Material for this task:
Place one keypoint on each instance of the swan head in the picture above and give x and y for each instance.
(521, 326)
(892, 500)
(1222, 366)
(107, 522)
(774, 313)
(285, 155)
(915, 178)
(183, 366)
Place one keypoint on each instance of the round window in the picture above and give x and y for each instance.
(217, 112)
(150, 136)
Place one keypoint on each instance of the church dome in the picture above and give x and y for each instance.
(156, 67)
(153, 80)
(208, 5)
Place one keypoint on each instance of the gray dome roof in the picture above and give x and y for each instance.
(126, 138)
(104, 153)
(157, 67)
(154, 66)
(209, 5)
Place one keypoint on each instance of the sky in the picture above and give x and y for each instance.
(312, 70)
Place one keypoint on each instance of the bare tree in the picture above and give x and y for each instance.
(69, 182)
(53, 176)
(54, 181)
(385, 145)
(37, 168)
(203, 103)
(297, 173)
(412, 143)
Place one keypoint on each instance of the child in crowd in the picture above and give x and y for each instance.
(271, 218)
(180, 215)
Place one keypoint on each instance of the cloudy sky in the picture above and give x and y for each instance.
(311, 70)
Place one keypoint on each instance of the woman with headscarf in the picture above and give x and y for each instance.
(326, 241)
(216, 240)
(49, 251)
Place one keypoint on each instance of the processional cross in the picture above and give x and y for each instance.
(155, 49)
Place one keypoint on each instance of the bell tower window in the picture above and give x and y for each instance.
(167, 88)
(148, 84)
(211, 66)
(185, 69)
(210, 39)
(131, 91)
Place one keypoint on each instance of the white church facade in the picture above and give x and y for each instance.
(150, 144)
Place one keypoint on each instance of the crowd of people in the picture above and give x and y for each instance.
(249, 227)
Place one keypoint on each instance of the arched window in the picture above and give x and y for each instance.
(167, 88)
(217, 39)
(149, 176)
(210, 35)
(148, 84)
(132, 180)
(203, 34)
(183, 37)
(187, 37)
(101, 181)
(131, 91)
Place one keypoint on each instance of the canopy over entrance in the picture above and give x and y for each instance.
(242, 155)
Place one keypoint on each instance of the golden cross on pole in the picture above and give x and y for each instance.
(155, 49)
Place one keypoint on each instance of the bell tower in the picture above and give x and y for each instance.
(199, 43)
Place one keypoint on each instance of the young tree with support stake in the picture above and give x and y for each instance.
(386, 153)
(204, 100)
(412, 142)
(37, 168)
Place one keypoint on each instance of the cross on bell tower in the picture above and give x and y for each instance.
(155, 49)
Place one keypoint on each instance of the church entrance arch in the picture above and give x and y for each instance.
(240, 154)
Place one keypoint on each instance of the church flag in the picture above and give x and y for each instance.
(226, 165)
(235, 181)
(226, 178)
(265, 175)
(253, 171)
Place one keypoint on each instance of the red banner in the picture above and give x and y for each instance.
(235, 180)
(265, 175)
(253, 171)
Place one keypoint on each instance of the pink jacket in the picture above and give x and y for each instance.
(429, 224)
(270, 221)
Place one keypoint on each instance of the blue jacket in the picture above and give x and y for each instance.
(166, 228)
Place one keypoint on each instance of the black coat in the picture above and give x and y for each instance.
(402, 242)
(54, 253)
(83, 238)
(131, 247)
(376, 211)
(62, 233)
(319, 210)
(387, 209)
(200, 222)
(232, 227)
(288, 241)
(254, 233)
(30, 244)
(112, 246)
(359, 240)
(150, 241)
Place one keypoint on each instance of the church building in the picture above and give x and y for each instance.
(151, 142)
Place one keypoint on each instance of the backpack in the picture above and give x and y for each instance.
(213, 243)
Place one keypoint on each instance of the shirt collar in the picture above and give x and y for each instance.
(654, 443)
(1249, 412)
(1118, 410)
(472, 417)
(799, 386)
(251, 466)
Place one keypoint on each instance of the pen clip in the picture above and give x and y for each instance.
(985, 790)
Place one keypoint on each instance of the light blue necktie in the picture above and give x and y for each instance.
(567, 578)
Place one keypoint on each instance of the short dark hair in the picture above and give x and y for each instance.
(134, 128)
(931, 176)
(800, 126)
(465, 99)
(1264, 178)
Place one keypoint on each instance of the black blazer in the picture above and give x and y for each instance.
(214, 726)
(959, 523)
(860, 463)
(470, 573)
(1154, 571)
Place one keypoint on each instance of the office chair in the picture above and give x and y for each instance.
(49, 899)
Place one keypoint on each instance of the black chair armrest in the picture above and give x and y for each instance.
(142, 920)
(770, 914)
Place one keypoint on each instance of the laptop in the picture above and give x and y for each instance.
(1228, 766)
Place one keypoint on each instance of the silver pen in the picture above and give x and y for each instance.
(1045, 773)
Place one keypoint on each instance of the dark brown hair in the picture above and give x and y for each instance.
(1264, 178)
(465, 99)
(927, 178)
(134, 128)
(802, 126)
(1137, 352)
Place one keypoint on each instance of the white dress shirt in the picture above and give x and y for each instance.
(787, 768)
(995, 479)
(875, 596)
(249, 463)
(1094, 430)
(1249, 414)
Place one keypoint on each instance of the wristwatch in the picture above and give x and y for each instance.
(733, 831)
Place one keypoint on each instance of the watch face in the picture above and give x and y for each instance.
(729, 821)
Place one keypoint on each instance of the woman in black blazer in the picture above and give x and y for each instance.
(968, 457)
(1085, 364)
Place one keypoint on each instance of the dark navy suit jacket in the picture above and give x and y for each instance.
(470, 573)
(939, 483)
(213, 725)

Task: Reproduce all of the records above verbatim, keeping every line unchanged and in its original order.

Solution to the problem:
Place one keypoint on each instance of the swan head in the picture above and give x and y for each instance.
(521, 326)
(892, 500)
(1222, 366)
(107, 522)
(774, 313)
(285, 155)
(915, 178)
(183, 366)
Place one keypoint on each instance of the round window in the picture above and give x and y for each instance.
(217, 112)
(150, 136)
Place one keypoint on each instance of the church dome in the picture above and give x and y for each instance.
(156, 67)
(153, 80)
(208, 5)
Place one keypoint on each instance of the gray dome roof in the picture above and give x and y for each instance.
(126, 138)
(104, 153)
(157, 67)
(154, 66)
(209, 5)
Place one keypoint on each instance of the sky in the picture above and give x and y for each instance.
(312, 70)
Place one keypoint on each instance of the bare tree in the picture above and give x and y for each instance.
(69, 182)
(53, 176)
(54, 181)
(385, 145)
(37, 168)
(203, 103)
(297, 173)
(412, 143)
Place one keypoint on each instance of the child in crowd in the picture above and give x and y for each instance.
(271, 218)
(180, 215)
Place one keypoint on each instance of the cloudy sky in the picture above and give x and y for each instance.
(311, 70)
Place one keypoint on each instance of the woman with headscarf in the picture above and give x and y for each instance.
(326, 241)
(216, 240)
(49, 251)
Place one keypoint on each instance of the processional cross in the picture above and give x and y for each instance.
(155, 49)
Place one keypoint on each instance of the bell tower window in the picture above and give x and y for each instance.
(167, 88)
(148, 84)
(211, 66)
(185, 69)
(210, 39)
(131, 91)
Place one keypoint on each instance of the white church facade in the picture above and give x and y for each instance.
(150, 144)
Place one keypoint on each instance of the crowd of people in the picture above and give x and y for each instance.
(249, 227)
Place one keypoint on each instance of the arched window in the picture above and give x and y for each instance.
(167, 88)
(217, 39)
(149, 176)
(210, 35)
(148, 84)
(132, 180)
(203, 34)
(183, 37)
(187, 37)
(101, 181)
(131, 91)
Place one keypoint on each instance of the canopy over entrance in the picture above and give x and y for each instance.
(242, 155)
Place one keypoint on each instance of the golden cross on pole in the picture above and give x and y for each instance.
(155, 49)
Place one keypoint on each instance of the bell tower in the picture above and give x and y for each instance.
(199, 43)
Place one keypoint on each instance of the young tree with support stake in the picture above and give x and y for each instance.
(386, 153)
(204, 100)
(412, 142)
(37, 168)
Place one keypoint on each instance of the cross on bell tower in the picture above and give x and y for each instance.
(155, 49)
Place one keypoint on each instance of the church entrance arch in the picture above and give x and y for each instance.
(240, 154)
Place one keypoint on each instance of the church flag in the picture above and give x and y for each instance.
(226, 165)
(235, 181)
(226, 178)
(265, 175)
(253, 171)
Place one keypoint on each instance of the red banner in the picture above and give x and y for each instance.
(235, 180)
(265, 175)
(253, 171)
Place one keypoint on each instance of the pink jacket in the picture above and give x and y for each instance.
(429, 224)
(270, 221)
Place one keypoint on each instance of the blue jacket in the picture above and give x and y for each instance.
(166, 228)
Place one keypoint on each instance of the black coat in the picture above and give x and y for each instance.
(402, 242)
(54, 253)
(83, 238)
(131, 247)
(376, 211)
(62, 233)
(319, 210)
(387, 209)
(200, 222)
(232, 227)
(288, 241)
(254, 233)
(30, 244)
(112, 246)
(359, 240)
(150, 241)
Place one keypoint on each instance of the church building in the picture above and give x and y for each instance.
(151, 142)
Place one keypoint on each instance of the backpack in the picture above and give x and y for each instance.
(213, 243)
Place one keypoint on each instance of the shirt collar in the picture above and give x and y for each instance.
(654, 443)
(1249, 412)
(1118, 410)
(472, 417)
(799, 386)
(251, 466)
Place one keypoint on each instance of the pen clip in the picture above and give x and y for each instance.
(985, 790)
Place one keypoint on each instance of the light blue necktie in the picture above and give x and y for each instance.
(567, 578)
Place one keypoint on each instance of the short dark hair in the picture above and give x and y for each instance.
(134, 128)
(931, 176)
(800, 126)
(465, 99)
(1264, 178)
Place one keypoint on each instance of the black blazer in the picture above and give x and y for each instance.
(214, 726)
(959, 523)
(860, 463)
(470, 573)
(1154, 571)
Place one keypoint on each instance of the office chair in the picture above and give x and y for each instance.
(49, 899)
Place one keypoint on each instance of the black chair armrest in the picture above and give x and y for each instance.
(142, 920)
(770, 914)
Place one keypoint on each instance of the laptop in the picture above and give x and y for each instance.
(1228, 766)
Place one keypoint on each instance of the silver pen in the picture above and give x and y for each instance.
(1045, 773)
Place one keypoint on each instance of the dark brown hair in the picture above and give x and y for each instance.
(1264, 178)
(465, 99)
(927, 178)
(134, 128)
(802, 126)
(1137, 352)
Place one keypoint on each instance of the white dress shirt in the picture above and give x and y for each instance.
(787, 768)
(995, 479)
(875, 596)
(249, 463)
(1094, 430)
(1249, 414)
Place one keypoint on each instance of the wristwatch in the picture above and give x and y for each instance.
(733, 831)
Place one keypoint on each instance of the watch face in the picture above and give x and y for each instance.
(729, 821)
Place one keypoint on each instance of the woman in black blazer in the picture above and give x and y for each instance.
(968, 457)
(1085, 364)
Place one keypoint on each instance of the dark navy suit jacket in the picture above and give x and y for each instance.
(470, 573)
(939, 483)
(213, 725)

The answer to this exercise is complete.